'...EVERY CITIZEN A SOLDIER'
| The problem was how to get a man close enough
to accurately deliver his ordinance. The greater the distance the
more skill was required. And Japan had lost most of it's skillful
air crews at the same time it had lost the war. The battle of
Mid-way, in spring of 1942 had broken the back of the Japanese
offensive. For a time Guadalcanal had been a stalemate , but it,
too, had been lost. The Americans had started up the "slot",
one island at a time, until they realized the tremendous amount of
effort they were wasting. Then they started hopping over
heavelly fortified islands, leaving the Imperial soldiers to rot,
cut off from the war.
Japan found itself spread thin. With loses and the soldiers needed in China-Burma-India committed, there weren't new troops to go around. The Emperor's Generals knew they needed one final battle of such magnitude that even the Americans couldn't stand up to such loses. That battle was to be the defense of the home islands. But the bottom of the barrel had been reached. By the summer of 1944 the Imperial General staff had declared every citizen of the Emperor a solder in his defense. Japan would die to the last person to defend the way of life (meaning the Emperor) of Japan.

======

__Task requirements__
• a. List every place name that appears in the passage on Japan's war effort, spelled as the passage spells it.
• b. Reproduce everything in the passage on Japan's war effort from "Japan found itself" down to "Emperor) of Japan.".
• c. According to the passage on Japan's war effort, by what time had the Imperial General staff declared every citizen of the Emperor a soldier?

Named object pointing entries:
======

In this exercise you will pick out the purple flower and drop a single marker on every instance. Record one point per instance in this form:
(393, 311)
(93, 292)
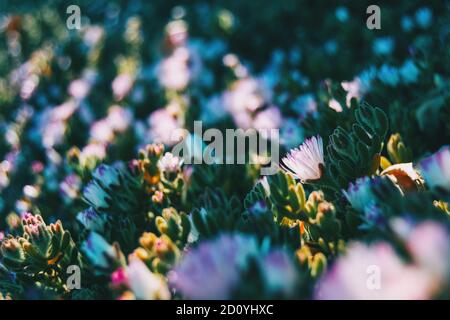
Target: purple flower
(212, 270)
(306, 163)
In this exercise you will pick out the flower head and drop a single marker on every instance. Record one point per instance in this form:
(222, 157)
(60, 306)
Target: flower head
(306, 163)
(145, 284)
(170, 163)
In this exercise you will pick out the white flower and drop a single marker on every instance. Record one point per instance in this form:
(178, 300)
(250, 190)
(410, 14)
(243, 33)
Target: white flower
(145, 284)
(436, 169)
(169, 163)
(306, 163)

======

__Results of the exercise__
• a. Japan, Mid-way, Guadalcanal, China-Burma-India

• b.
Japan found itself spread thin. With loses and the soldiers needed in China-Burma-India committed, there weren't new troops to go around. The Emperor's Generals knew they needed one final battle of such magnitude that even the Americans couldn't stand up to such loses. That battle was to be the defense of the home islands. But the bottom of the barrel had been reached. By the summer of 1944 the Imperial General staff had declared every citizen of the Emperor a solder in his defense. Japan would die to the last person to defend the way of life (meaning the Emperor) of Japan.

• c. By the summer of 1944.